_Provided records_:

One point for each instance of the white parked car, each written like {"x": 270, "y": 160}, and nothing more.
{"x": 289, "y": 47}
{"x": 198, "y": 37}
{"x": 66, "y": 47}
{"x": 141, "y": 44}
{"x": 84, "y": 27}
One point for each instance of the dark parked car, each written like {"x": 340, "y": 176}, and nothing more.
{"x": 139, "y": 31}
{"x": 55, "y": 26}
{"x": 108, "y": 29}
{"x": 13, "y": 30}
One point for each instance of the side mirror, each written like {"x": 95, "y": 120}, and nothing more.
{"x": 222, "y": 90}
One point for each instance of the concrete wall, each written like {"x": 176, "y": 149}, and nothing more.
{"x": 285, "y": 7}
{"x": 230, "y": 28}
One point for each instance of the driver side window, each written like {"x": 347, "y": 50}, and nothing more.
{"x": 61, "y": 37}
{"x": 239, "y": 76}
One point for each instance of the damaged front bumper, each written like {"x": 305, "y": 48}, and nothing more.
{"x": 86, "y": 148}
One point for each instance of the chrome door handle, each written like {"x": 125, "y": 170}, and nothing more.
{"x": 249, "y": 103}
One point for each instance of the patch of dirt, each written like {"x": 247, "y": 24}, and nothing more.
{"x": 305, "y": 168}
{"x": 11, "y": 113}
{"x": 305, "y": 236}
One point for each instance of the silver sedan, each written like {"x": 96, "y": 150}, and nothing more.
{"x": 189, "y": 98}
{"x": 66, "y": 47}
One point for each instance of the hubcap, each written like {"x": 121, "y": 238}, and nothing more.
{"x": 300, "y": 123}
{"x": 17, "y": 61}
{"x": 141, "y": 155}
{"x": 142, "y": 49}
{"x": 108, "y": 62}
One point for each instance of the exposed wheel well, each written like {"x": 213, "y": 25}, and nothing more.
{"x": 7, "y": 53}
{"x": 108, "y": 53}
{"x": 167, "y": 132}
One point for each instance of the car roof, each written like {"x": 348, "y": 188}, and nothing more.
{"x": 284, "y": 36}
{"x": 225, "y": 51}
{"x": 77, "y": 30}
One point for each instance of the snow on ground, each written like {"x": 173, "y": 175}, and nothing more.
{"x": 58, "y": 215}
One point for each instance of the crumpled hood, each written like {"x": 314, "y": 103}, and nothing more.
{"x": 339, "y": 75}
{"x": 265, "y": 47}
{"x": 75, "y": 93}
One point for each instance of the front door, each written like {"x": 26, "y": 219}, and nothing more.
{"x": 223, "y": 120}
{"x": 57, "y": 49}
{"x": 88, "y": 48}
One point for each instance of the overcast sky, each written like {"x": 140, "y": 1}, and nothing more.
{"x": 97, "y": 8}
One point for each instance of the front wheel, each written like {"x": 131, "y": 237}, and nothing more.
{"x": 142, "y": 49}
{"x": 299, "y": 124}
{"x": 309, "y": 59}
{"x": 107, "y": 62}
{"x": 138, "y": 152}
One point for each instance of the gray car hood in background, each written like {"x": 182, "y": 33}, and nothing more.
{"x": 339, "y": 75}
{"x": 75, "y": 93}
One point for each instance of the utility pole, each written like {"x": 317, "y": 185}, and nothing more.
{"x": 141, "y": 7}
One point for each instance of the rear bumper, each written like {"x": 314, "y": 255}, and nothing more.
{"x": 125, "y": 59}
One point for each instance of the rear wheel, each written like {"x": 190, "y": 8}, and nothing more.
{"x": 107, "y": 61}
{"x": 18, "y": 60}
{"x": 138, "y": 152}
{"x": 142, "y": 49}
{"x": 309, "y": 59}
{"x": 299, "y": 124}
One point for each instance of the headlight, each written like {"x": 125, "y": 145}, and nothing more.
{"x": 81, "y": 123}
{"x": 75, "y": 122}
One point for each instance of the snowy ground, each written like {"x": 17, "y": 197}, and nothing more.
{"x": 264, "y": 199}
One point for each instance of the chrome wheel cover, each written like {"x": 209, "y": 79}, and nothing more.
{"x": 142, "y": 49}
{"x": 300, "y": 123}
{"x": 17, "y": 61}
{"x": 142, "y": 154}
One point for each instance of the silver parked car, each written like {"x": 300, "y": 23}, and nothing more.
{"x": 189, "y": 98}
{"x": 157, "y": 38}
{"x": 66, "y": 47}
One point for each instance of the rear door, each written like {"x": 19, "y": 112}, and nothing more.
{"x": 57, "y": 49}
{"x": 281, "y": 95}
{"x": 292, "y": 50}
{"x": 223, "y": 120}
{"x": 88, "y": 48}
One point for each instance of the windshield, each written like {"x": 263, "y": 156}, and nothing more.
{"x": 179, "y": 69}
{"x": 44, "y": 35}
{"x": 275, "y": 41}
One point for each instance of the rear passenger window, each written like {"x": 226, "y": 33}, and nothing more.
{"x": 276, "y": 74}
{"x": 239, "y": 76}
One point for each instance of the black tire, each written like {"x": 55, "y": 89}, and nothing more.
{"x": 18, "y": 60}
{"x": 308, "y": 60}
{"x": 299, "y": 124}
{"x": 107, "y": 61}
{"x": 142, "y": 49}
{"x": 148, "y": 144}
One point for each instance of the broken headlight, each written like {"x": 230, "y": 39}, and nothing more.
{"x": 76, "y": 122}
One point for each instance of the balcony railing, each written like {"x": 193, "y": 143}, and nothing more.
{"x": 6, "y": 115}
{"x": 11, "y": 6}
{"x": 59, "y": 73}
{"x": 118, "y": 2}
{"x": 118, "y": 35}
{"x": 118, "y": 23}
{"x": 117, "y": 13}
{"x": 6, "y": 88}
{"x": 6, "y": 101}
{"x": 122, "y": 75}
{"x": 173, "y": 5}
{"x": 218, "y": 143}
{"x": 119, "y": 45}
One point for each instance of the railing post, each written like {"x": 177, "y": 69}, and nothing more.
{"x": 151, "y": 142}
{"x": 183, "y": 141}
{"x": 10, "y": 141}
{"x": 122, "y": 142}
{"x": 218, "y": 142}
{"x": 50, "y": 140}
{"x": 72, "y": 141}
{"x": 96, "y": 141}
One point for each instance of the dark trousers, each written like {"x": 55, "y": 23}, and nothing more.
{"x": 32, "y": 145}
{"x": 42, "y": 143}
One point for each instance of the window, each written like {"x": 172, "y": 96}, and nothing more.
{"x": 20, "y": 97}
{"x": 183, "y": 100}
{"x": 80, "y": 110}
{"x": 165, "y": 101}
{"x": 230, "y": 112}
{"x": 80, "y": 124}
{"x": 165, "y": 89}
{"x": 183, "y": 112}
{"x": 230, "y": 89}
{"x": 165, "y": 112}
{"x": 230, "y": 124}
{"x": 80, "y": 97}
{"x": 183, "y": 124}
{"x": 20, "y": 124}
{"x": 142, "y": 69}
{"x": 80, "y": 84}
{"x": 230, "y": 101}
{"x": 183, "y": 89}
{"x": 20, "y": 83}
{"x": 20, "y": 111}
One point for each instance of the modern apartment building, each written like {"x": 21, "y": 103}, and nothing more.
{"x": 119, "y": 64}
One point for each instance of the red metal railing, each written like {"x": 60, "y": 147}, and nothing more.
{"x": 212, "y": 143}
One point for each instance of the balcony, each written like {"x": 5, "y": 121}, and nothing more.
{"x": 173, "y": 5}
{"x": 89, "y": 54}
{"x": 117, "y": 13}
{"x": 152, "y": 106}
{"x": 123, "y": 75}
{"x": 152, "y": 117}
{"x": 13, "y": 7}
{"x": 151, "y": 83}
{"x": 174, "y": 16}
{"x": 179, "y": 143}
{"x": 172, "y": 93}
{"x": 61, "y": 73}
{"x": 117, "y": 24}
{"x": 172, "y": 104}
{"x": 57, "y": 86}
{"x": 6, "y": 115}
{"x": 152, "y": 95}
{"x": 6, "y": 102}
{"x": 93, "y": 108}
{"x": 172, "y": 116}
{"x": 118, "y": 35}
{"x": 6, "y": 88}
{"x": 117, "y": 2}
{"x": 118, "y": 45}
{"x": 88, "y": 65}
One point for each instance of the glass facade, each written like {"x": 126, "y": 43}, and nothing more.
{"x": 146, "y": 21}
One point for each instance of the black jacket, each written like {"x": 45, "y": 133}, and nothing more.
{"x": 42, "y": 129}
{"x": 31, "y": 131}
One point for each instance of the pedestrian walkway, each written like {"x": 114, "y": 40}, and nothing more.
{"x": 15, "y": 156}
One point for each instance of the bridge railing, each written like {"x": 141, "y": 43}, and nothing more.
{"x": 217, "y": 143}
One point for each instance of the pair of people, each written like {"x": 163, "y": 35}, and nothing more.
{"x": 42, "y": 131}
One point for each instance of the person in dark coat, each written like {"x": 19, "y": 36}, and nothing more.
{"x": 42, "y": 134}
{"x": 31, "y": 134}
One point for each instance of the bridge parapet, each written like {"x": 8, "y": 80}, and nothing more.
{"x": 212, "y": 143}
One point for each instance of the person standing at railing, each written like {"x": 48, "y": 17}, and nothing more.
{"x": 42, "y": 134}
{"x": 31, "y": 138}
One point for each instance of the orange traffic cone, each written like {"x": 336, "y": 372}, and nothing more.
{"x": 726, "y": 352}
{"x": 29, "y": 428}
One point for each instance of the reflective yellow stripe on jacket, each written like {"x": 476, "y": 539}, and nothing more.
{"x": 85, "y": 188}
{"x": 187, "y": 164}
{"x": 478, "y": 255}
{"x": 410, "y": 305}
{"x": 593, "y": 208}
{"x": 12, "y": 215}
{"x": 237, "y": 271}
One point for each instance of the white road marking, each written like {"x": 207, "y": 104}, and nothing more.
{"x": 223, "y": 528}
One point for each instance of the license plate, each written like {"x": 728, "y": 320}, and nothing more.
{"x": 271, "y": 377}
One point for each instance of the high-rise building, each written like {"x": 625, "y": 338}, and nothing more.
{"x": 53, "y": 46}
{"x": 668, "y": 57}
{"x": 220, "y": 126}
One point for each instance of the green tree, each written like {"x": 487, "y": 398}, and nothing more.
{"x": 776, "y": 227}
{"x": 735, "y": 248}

_Task to complete_: Repeat word for word the lines running from the line containing "One point for each instance of the reflective" to the end of the entries above, inclusive.

_Response below_:
One point for each instance of the reflective yellow stripe on jacket, each written like {"x": 476, "y": 539}, and nothing more.
{"x": 85, "y": 188}
{"x": 187, "y": 164}
{"x": 478, "y": 255}
{"x": 410, "y": 305}
{"x": 593, "y": 208}
{"x": 12, "y": 215}
{"x": 237, "y": 271}
One point for each instance of the white road marking, each written like {"x": 207, "y": 104}, and nothing more.
{"x": 223, "y": 528}
One point for each instance of the license plate, each written like {"x": 728, "y": 320}, and nothing more.
{"x": 271, "y": 377}
One point for each instance of the high-rise building, each written like {"x": 625, "y": 338}, and nothing more.
{"x": 53, "y": 46}
{"x": 668, "y": 57}
{"x": 220, "y": 126}
One point for each instance of the green tree, each written like {"x": 487, "y": 398}, and nothing more.
{"x": 776, "y": 227}
{"x": 735, "y": 248}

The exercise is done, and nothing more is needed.